Direction:
Take the listing and print it in full, exactly as given.

Records for the exercise:
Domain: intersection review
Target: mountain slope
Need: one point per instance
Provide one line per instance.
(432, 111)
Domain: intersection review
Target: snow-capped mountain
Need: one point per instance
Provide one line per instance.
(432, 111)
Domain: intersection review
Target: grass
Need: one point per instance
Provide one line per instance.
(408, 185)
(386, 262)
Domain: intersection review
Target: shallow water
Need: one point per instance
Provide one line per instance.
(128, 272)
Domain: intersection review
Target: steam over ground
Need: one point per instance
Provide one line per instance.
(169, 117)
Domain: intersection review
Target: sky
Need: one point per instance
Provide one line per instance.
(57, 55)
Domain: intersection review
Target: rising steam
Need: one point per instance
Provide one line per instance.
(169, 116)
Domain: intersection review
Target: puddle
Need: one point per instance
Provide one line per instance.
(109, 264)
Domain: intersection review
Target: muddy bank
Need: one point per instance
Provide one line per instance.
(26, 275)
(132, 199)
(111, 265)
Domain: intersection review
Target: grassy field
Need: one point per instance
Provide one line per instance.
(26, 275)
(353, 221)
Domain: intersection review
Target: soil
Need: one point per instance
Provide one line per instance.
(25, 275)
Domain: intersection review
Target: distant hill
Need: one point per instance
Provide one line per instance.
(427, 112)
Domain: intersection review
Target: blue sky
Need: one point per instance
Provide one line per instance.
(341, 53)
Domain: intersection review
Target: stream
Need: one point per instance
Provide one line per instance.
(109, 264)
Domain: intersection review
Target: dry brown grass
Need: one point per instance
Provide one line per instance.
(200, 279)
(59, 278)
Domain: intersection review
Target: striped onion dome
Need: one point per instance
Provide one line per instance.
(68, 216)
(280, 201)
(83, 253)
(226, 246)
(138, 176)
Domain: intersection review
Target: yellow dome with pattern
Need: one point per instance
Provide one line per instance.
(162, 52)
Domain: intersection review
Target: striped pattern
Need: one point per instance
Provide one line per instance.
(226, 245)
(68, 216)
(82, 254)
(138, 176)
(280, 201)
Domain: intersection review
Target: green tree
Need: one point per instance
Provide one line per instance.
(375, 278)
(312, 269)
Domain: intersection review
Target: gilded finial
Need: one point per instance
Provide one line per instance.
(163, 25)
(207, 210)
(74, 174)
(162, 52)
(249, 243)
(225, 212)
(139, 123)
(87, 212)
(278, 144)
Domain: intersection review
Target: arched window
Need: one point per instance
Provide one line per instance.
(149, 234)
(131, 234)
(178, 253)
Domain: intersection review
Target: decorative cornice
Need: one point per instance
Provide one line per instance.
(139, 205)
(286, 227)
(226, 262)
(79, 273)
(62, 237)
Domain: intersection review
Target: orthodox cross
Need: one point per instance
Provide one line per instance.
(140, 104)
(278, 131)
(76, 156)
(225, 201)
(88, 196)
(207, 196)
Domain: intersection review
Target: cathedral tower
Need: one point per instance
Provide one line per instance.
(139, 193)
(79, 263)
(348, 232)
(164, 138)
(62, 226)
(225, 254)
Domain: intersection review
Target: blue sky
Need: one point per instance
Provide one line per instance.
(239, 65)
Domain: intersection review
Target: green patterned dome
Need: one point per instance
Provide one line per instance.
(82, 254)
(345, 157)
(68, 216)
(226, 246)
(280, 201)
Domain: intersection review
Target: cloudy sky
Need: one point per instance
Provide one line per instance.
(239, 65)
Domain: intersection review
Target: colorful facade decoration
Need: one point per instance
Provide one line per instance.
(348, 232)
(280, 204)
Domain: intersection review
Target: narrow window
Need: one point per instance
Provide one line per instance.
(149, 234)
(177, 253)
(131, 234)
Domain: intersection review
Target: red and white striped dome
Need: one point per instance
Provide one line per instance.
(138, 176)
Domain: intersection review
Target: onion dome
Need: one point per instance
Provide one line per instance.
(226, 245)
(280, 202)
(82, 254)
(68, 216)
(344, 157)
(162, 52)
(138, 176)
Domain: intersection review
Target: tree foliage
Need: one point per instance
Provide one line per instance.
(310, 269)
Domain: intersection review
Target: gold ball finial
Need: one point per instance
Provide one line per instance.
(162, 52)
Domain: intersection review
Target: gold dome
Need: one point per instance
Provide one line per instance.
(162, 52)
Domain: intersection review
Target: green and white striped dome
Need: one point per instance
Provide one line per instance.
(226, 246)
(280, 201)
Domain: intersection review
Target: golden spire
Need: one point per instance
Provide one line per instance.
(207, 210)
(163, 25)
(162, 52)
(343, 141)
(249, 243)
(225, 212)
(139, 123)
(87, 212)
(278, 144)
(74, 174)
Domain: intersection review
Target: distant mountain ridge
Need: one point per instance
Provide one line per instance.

Correct answer:
Domain: intersection review
Target: mountain slope
Need: one point per instance
Provide one line per instance.
(432, 111)
Domain: intersection review
Target: snow-capped mountain
Need: one point per instance
Provide one line per instance.
(432, 111)
Domain: intersection review
Target: grass
Need: one point per instance
Provide one line per instance.
(408, 185)
(386, 262)
Domain: intersection review
Target: shallow water
Need: one point per instance
Provide one line per instance.
(128, 272)
Domain: intersection review
Target: steam over ground
Need: one point per instance
Provide one line per instance.
(169, 117)
Domain: intersection review
Target: sky
Need: one point per instance
Provide one line per instance.
(57, 55)
Domain: intersection review
Target: rising steam
Need: one point per instance
Provide one line per instance.
(169, 116)
Domain: intersection review
Target: puddle
Need: one point per instance
Provide one line per instance.
(109, 264)
Domain: intersection review
Target: muddy bank
Need: one point per instance
Provide one line per instance.
(26, 275)
(132, 199)
(111, 265)
Domain: intersection review
Target: grassy field
Need: one point per instance
Provide one line per instance.
(26, 275)
(353, 221)
Domain: intersection review
Target: soil
Need: one point per instance
Provide one line per instance.
(25, 275)
Domain: intersection review
Target: distant hill
Need: one point per instance
Provide one line per instance.
(427, 112)
Domain: intersection review
Target: blue sky
Need: one point per instance
Provide one line per instance.
(341, 53)
Domain: intersection review
Target: stream
Need: one point per instance
Provide one line per instance.
(109, 264)
Domain: intersection review
Target: dry brown grass
Need: one point per instance
Provide one line per instance.
(200, 279)
(59, 278)
Domain: intersection review
Target: striped onion dome
Need: one point per instance
Provide one line per instance.
(68, 216)
(280, 201)
(83, 253)
(226, 246)
(138, 176)
Domain: intersection review
Target: yellow dome with pattern
Need: one point per instance
Provide one line per instance.
(162, 52)
Domain: intersection review
Target: striped pattern
Need: one point per instance
Provide one line per instance.
(226, 245)
(68, 216)
(82, 254)
(138, 176)
(280, 201)
Domain: intersection review
Target: green tree
Need: one point per instance
Provide one line per instance.
(375, 278)
(312, 269)
Domain: intersection review
Target: gilded finial
Need: one point per instance
Provide one line per instance.
(163, 25)
(207, 210)
(74, 174)
(162, 52)
(249, 243)
(225, 212)
(139, 123)
(87, 212)
(278, 144)
Domain: intersection review
Target: arched window
Need: one point per instance
Provide one line per instance.
(149, 234)
(131, 234)
(178, 253)
Domain: intersection review
Target: decorative cornice
Need: one point per instance
Provide one line per instance.
(139, 205)
(286, 227)
(226, 262)
(79, 273)
(62, 237)
Domain: intersection review
Target: orthodox cross
Need: one point per instance
Provide one line per instance.
(140, 104)
(278, 131)
(76, 156)
(225, 201)
(88, 196)
(207, 196)
Domain: intersection review
Target: cathedral tower
Need: one point per instance
Provide one line per instance.
(139, 193)
(79, 263)
(348, 232)
(164, 138)
(62, 226)
(225, 254)
Domain: intersection review
Target: blue sky
Need: one point per instance
Provide one line per instance.
(239, 65)
Domain: intersection review
Target: green patterned dome
Need: one point per instance
Provide one line per instance.
(82, 254)
(345, 157)
(68, 216)
(226, 246)
(280, 201)
Domain: intersection review
Target: cloudy sky
Need: one point per instance
Provide one line per instance.
(239, 65)
Domain: intersection review
Target: colorful facade decoration
Need: one point per instance
Provide one line per instance.
(348, 232)
(280, 204)
Domain: intersection review
Target: narrow window
Need: one point per instance
Provide one line per instance.
(149, 234)
(177, 253)
(131, 234)
Domain: intersection review
Target: red and white striped dome
Need: one point per instance
Provide one line per instance.
(138, 176)
Domain: intersection review
Target: onion dome
Need: one point per instance
Provide one line per instance.
(226, 245)
(280, 202)
(82, 254)
(68, 216)
(344, 157)
(162, 52)
(138, 176)
Domain: intersection review
Target: tree foliage
Need: one point per instance
Provide one line per instance.
(310, 269)
Domain: intersection review
Target: gold ball finial
Need: one point per instance
Provide one line per instance.
(162, 52)
Domain: intersection review
Target: gold dome
Need: one point per instance
Provide one line per instance.
(162, 52)
Domain: intersection review
Target: green and white striped dome
Need: one point per instance
Provide one line per instance.
(226, 246)
(280, 201)
Domain: intersection review
Target: golden spire
Need: one point per instance
Provide one line per instance.
(207, 210)
(163, 25)
(162, 52)
(343, 141)
(249, 243)
(225, 212)
(139, 123)
(87, 212)
(278, 144)
(74, 174)
Domain: intersection review
Target: distant mountain ridge
Need: one point per instance
Provide one line per instance.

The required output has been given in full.